== GOAL OF THE EXERCISE ==
Please look for the string "laptop" below and report every line in which it occurs.

(Point-per-instance localization data)
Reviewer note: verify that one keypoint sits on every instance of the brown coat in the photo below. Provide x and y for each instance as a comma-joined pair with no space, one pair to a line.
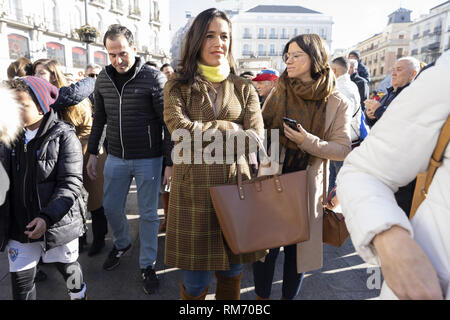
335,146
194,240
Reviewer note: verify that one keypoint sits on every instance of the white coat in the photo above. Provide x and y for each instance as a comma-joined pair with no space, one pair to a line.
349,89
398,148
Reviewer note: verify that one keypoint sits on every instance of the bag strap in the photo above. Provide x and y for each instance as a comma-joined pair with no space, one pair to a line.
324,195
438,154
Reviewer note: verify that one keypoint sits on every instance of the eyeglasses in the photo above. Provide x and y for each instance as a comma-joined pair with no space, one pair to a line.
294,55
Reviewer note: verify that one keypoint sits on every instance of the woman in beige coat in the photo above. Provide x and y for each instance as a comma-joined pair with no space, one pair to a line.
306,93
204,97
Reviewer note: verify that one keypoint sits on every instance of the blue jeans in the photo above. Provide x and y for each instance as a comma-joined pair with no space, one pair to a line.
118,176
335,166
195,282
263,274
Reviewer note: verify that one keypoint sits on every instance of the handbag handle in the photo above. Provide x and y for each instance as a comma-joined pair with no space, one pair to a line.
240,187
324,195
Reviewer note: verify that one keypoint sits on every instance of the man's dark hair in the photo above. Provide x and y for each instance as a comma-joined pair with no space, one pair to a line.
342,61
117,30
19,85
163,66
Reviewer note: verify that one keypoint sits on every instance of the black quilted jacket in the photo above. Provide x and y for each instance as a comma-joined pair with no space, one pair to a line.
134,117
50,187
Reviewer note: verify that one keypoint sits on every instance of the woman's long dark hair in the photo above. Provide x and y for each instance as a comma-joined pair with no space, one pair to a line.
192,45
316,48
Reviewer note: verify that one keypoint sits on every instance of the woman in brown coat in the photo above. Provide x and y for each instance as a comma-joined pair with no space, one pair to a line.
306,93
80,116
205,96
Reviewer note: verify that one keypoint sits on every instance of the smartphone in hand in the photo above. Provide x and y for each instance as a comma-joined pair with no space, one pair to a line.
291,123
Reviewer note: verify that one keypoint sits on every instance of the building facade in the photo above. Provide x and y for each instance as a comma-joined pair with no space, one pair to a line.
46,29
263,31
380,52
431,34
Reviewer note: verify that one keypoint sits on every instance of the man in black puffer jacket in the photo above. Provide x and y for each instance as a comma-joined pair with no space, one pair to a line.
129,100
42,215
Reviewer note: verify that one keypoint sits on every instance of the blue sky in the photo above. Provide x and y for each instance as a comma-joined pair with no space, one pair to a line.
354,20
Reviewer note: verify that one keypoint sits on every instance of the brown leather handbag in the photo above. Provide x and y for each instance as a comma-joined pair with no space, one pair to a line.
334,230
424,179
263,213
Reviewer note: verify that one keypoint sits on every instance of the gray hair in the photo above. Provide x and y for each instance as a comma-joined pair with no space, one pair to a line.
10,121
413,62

...

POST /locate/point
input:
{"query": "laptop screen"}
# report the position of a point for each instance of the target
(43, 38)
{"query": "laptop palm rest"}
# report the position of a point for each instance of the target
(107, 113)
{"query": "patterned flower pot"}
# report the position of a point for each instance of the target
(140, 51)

== TASK RESPONSE ==
{"query": "laptop screen"}
{"query": "laptop palm rest"}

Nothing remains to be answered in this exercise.